● **Problem to work on**:
All entries given below are to be returned word for word.

Source records
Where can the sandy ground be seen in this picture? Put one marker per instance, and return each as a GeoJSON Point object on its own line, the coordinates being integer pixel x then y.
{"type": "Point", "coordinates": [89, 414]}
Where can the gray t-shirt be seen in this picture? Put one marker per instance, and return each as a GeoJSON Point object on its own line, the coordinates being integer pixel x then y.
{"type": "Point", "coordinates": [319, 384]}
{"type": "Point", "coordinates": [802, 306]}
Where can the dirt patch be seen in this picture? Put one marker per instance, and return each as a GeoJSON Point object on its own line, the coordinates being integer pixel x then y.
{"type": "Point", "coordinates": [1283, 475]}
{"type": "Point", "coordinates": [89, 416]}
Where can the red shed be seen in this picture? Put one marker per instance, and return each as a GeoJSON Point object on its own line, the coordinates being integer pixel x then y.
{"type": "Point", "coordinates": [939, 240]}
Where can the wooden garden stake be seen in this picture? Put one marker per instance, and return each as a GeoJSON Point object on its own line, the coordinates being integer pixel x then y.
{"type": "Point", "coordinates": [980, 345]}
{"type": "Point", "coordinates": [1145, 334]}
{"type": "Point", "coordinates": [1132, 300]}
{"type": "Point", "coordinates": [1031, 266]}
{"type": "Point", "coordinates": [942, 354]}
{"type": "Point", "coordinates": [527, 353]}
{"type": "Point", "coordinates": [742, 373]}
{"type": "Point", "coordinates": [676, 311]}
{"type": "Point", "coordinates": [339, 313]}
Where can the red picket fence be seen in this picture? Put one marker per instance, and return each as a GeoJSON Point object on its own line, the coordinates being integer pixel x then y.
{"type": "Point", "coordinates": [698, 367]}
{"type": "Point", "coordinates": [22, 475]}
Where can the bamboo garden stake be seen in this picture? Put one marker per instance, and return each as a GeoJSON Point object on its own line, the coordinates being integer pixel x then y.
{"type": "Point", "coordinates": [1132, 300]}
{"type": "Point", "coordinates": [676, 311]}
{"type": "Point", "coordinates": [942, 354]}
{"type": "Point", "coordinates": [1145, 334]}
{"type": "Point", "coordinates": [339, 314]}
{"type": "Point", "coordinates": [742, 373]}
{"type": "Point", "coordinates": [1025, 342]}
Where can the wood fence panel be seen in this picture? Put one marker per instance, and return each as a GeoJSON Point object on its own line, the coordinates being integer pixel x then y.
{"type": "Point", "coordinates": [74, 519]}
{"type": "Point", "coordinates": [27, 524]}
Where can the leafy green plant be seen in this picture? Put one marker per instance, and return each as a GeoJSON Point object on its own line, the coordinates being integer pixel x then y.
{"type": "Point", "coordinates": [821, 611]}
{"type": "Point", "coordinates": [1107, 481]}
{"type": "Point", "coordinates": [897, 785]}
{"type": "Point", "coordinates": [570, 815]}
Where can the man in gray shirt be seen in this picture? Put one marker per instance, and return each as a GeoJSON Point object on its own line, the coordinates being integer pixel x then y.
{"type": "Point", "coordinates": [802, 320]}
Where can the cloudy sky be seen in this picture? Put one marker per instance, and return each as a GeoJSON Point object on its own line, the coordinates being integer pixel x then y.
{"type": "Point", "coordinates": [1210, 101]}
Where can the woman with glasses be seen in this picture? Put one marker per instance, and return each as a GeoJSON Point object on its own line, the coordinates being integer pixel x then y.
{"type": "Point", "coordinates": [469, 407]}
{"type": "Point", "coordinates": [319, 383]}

● **Answer for the task**:
Where can the sandy ground be seen in this picture? Put one marker per instance, and return each as a GeoJSON Point object on its own line, the coordinates being integer pixel x then y.
{"type": "Point", "coordinates": [89, 414]}
Where can the gray t-shirt be seen in this picture? Put one marker per instance, and return each as a GeoJSON Point object on its own line, the coordinates being integer pixel x then y.
{"type": "Point", "coordinates": [319, 384]}
{"type": "Point", "coordinates": [802, 306]}
Where can the dirt patch be seen in this picture? Put one marker per instance, and return each as a GeoJSON Point object on its own line, the coordinates being integer pixel x then y.
{"type": "Point", "coordinates": [1283, 475]}
{"type": "Point", "coordinates": [89, 416]}
Where can the red shed be seen in this picture? Put one marker per instance, and return each as a GeoJSON Point object on its own line, the coordinates being integer pixel x then y.
{"type": "Point", "coordinates": [939, 240]}
Where can the wooden garden stake be seen in this picture? Put one marker per instance, and return each as a GeoJSON Point object on its own line, the coordinates being integer pixel x then y.
{"type": "Point", "coordinates": [980, 345]}
{"type": "Point", "coordinates": [1145, 334]}
{"type": "Point", "coordinates": [1132, 300]}
{"type": "Point", "coordinates": [1031, 266]}
{"type": "Point", "coordinates": [942, 354]}
{"type": "Point", "coordinates": [527, 353]}
{"type": "Point", "coordinates": [742, 373]}
{"type": "Point", "coordinates": [676, 311]}
{"type": "Point", "coordinates": [339, 313]}
Where can the red picket fence be seen in this picture? Put one marker per instance, and return each as a GeoJSON Point object on its own line, the coordinates being integer pixel x then y.
{"type": "Point", "coordinates": [698, 367]}
{"type": "Point", "coordinates": [22, 475]}
Where can the bamboo garden stake be seen in this picture? Put one marker per instance, and return each as a GeoJSON Point object on its own line, the coordinates being integer pixel x then y.
{"type": "Point", "coordinates": [1132, 300]}
{"type": "Point", "coordinates": [676, 311]}
{"type": "Point", "coordinates": [942, 354]}
{"type": "Point", "coordinates": [1145, 334]}
{"type": "Point", "coordinates": [339, 314]}
{"type": "Point", "coordinates": [742, 373]}
{"type": "Point", "coordinates": [1025, 342]}
Where can the wood fence panel be seen in this picture? Put one marker per instance, and return each as a GeoJSON Point object on its own line, the coordinates being integer pixel x then y.
{"type": "Point", "coordinates": [74, 519]}
{"type": "Point", "coordinates": [27, 524]}
Where can the leafy green plant be seen in this picture? Put one marker per instance, and return each as a GeoJSON Point object on its own line, the coordinates being integer pixel x then y.
{"type": "Point", "coordinates": [821, 611]}
{"type": "Point", "coordinates": [1107, 481]}
{"type": "Point", "coordinates": [897, 785]}
{"type": "Point", "coordinates": [570, 815]}
Where can the man in gray shirt be seen in this picture? Put one marker per instance, and return each as a GeoJSON Point object on its own line, the coordinates being integer pixel x then y.
{"type": "Point", "coordinates": [802, 320]}
Where can the cloudy sky be seen in this picture? Put one marker per instance, and return each as a GeoJSON Point object on its own line, the coordinates being integer pixel x then y.
{"type": "Point", "coordinates": [1210, 101]}
Where can the woman with glasses be seen in this picture? Put one marker per instance, and return each as a GeoJSON Point object on its own line, the coordinates being integer pixel x then y.
{"type": "Point", "coordinates": [469, 407]}
{"type": "Point", "coordinates": [319, 383]}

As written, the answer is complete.